■ **TASK DESCRIPTION**:
Output the line containing "find patterned shirt" and all subsequent lines of the listing below, copied exactly, with no other lines.
##############################
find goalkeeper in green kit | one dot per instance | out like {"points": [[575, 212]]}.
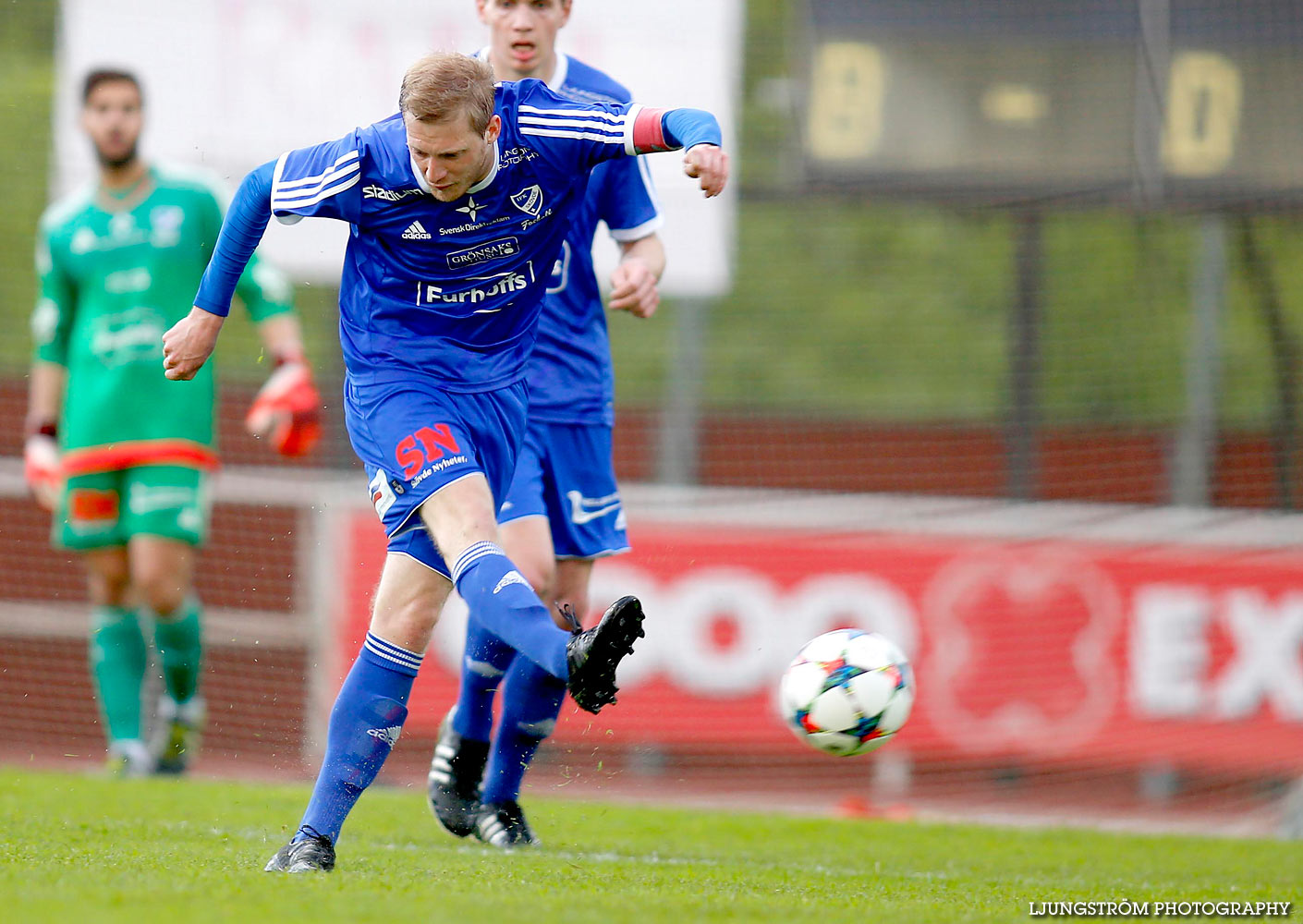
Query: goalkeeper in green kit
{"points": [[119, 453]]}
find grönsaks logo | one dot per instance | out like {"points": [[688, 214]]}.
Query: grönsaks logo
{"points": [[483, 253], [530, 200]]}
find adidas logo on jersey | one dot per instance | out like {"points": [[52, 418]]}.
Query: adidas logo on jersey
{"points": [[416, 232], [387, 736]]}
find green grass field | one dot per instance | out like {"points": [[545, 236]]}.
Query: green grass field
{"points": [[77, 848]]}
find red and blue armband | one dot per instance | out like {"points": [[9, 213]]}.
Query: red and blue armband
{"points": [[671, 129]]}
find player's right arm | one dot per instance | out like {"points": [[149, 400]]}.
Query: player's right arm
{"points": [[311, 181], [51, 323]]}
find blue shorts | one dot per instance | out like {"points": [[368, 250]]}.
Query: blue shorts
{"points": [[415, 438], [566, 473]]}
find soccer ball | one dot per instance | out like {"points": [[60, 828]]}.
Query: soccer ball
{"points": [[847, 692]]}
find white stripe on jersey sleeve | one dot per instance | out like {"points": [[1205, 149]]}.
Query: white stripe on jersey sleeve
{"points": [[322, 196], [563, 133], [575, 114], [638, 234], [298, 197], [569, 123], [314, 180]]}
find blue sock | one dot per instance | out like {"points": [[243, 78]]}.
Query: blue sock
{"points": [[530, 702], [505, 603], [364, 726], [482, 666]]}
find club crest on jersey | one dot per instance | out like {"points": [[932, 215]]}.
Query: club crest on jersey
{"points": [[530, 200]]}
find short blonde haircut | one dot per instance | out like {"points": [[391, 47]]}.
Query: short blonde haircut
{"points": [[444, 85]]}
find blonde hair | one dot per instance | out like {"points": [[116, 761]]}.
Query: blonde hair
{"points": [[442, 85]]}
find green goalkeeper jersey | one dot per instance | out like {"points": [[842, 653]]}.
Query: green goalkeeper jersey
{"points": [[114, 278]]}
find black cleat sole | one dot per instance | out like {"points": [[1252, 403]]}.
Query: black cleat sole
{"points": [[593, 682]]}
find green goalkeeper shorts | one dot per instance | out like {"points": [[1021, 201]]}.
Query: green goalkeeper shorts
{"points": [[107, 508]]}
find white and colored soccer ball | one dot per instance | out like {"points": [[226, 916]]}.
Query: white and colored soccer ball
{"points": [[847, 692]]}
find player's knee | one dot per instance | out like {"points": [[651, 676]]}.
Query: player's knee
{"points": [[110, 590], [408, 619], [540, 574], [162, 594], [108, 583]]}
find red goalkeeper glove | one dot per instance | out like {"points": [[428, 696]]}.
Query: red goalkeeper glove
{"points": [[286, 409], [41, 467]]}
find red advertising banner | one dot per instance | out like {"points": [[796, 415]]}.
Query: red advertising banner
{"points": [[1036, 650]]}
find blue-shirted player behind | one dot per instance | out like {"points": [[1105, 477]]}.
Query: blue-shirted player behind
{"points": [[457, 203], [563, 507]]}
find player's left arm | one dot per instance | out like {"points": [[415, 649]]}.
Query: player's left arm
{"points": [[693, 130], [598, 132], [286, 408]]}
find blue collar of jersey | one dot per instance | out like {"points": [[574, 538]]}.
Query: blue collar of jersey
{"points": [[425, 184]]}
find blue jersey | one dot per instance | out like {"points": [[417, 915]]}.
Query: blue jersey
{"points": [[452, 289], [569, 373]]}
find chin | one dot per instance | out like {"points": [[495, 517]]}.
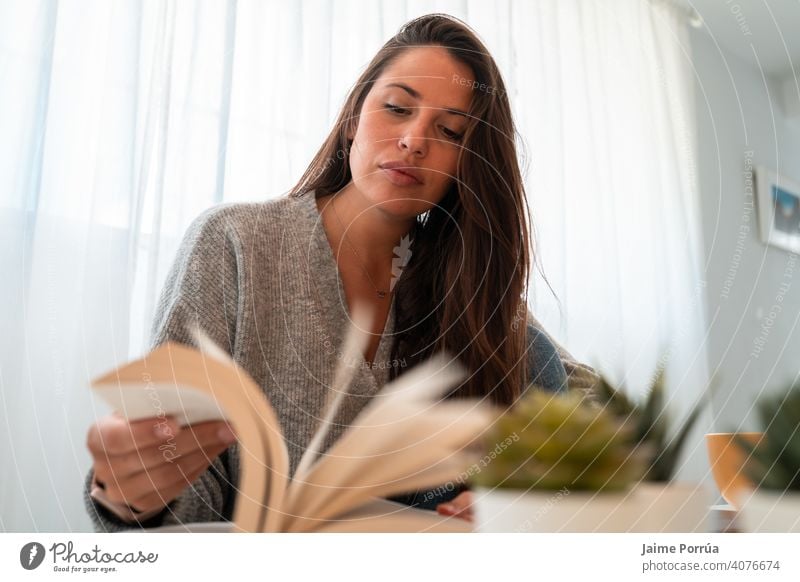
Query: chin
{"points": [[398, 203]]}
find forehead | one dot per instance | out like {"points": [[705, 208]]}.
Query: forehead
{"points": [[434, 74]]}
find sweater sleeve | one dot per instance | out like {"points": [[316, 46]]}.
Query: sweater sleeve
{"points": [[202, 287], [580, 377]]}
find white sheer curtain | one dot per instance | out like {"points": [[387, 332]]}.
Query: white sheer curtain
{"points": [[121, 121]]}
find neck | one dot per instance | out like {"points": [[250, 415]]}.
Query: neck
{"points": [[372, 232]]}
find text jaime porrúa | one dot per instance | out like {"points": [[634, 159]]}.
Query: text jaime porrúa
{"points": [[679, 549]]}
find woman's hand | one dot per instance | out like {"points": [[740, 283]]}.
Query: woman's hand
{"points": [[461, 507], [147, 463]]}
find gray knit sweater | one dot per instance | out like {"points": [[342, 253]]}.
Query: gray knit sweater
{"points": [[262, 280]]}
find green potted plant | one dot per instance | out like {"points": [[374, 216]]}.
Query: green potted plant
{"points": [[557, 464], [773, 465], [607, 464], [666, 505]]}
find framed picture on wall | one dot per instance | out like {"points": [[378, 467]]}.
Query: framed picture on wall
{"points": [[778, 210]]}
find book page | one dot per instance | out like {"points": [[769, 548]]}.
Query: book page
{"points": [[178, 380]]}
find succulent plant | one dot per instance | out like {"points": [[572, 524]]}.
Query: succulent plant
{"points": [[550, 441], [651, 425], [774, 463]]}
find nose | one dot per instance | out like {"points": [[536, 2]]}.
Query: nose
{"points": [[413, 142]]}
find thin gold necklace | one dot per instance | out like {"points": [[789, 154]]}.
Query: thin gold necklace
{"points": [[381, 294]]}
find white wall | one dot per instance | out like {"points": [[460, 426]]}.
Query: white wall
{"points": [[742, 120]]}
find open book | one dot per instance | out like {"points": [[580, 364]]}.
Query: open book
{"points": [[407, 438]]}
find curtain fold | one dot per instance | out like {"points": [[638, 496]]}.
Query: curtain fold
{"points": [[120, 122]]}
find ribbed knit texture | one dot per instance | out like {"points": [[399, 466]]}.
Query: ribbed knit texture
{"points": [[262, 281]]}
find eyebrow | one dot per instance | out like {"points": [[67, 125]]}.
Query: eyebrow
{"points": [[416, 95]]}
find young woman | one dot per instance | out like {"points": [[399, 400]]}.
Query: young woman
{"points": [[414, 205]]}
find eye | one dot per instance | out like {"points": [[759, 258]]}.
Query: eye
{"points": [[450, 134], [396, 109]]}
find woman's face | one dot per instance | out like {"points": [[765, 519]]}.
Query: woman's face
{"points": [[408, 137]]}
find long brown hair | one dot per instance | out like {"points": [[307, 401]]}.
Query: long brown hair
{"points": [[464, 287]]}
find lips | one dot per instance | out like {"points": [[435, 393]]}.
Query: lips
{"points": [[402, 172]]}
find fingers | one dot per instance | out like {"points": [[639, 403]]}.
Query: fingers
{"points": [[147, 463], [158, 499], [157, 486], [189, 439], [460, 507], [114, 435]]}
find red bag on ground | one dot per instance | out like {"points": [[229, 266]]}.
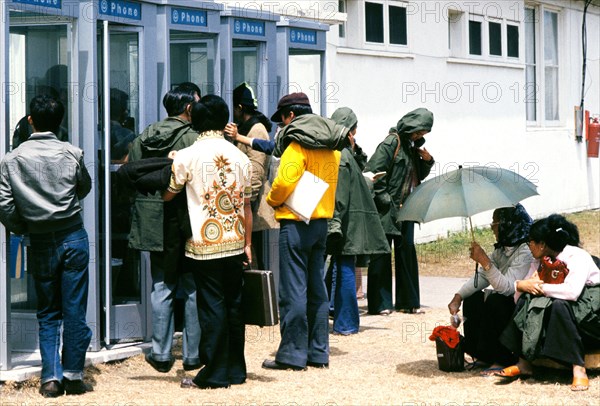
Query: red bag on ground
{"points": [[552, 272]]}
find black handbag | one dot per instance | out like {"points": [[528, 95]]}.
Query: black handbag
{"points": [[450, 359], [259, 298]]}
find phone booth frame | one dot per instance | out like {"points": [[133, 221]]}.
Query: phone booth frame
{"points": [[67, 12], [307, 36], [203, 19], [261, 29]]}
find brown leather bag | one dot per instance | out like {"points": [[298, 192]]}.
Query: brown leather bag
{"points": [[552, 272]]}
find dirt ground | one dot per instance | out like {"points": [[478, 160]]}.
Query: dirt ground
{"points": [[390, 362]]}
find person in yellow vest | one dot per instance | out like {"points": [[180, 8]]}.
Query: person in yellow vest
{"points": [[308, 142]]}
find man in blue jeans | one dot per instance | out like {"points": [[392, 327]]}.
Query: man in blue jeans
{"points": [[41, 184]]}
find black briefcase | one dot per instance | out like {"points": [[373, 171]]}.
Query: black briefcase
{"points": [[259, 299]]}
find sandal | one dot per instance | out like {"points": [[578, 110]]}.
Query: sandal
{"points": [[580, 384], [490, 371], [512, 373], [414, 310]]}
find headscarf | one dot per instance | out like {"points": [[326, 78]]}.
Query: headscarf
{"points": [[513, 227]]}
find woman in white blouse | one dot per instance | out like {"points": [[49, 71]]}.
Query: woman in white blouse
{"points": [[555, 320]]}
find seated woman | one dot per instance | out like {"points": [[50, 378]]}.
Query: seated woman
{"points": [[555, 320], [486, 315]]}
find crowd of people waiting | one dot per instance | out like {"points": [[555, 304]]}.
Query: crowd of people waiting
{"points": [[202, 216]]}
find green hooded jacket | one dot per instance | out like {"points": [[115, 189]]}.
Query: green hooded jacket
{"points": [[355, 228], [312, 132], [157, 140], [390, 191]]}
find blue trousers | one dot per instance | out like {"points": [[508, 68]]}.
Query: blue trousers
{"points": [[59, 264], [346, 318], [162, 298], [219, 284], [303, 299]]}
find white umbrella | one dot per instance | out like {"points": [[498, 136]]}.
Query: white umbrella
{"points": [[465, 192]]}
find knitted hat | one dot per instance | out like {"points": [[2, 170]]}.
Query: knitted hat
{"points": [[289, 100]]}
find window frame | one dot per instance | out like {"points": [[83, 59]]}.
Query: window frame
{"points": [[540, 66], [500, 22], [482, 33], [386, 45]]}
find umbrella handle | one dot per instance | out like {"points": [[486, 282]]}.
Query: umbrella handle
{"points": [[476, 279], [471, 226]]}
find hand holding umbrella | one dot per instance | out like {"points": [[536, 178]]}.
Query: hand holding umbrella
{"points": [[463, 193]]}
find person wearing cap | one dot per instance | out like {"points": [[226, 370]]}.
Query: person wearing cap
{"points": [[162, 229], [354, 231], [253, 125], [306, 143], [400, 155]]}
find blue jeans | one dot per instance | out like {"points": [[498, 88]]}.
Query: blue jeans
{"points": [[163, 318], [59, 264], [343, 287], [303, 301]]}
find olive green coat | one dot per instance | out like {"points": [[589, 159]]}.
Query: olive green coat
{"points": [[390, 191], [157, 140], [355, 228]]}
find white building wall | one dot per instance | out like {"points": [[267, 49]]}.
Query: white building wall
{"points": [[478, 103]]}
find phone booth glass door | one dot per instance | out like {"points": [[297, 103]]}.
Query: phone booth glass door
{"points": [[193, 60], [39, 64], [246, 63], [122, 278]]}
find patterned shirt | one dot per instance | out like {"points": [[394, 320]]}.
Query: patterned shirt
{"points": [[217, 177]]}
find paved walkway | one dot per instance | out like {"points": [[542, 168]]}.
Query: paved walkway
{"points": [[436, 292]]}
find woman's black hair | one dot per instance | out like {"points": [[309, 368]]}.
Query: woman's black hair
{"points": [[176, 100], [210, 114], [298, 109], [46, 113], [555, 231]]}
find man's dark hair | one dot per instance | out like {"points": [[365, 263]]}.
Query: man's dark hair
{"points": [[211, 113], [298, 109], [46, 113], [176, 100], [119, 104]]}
##############################
■ **WRITTEN ANSWER**:
find patterned shirt | one dot per instance | out like {"points": [[394, 320]]}.
Query: patterned shirt
{"points": [[217, 177]]}
find paved walkway | one dot per instance | out like {"points": [[542, 168]]}.
Query: paved walkway
{"points": [[436, 292]]}
find woman's black hair | one dot per instance | out like {"points": [[309, 368]]}.
Query: woman's black hair
{"points": [[176, 100], [210, 114], [298, 109], [46, 113], [555, 231]]}
find man's dark hair | one dot per instance | out like {"points": [[365, 263]]}.
Query: man's dark hair
{"points": [[211, 113], [298, 109], [46, 113], [176, 100], [119, 104]]}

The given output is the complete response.